» **DIRECTIONS**
How many lines of the records below contain the string "sign", counting only matches with the same case? Reply with the number alone.

» **DATA SUPPLIED**
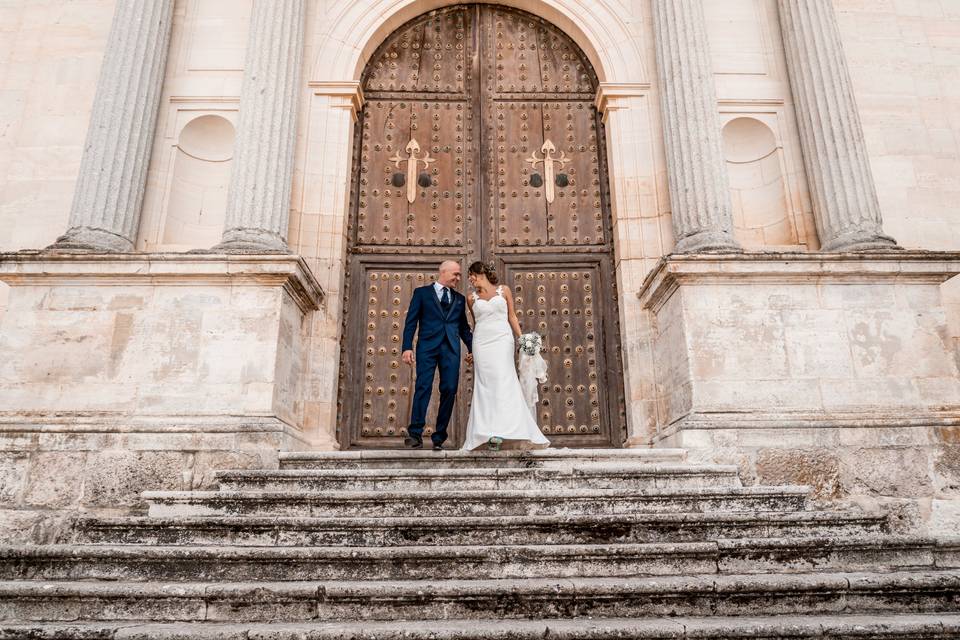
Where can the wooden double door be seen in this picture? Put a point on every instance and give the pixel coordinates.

---

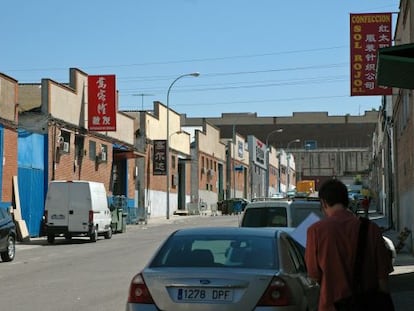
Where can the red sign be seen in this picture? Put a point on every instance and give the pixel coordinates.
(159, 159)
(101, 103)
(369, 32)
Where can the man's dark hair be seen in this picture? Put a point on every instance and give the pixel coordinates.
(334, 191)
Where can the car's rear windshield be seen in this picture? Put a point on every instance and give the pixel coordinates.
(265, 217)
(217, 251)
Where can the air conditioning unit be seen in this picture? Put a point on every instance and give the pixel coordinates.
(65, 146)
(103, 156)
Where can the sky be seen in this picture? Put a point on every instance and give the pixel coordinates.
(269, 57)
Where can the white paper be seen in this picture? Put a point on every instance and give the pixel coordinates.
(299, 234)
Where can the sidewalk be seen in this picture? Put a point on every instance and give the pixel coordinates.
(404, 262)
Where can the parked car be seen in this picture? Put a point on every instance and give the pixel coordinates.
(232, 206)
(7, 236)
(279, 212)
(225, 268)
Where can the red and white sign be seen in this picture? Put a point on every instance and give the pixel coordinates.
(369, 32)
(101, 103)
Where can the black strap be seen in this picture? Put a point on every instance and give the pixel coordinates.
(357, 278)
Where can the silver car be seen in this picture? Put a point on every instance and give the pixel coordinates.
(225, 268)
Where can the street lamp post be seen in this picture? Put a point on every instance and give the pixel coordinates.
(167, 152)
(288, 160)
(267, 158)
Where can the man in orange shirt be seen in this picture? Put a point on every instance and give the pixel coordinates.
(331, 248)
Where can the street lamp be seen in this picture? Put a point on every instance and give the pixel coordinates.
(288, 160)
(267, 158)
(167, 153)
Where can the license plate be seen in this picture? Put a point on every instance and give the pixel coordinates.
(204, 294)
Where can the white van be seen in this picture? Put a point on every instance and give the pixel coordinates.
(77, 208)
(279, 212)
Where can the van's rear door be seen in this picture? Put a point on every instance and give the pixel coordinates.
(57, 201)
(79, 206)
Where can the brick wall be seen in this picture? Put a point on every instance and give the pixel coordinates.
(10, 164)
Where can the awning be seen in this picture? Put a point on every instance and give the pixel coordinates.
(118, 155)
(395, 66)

» **RESPONSE BELOW**
2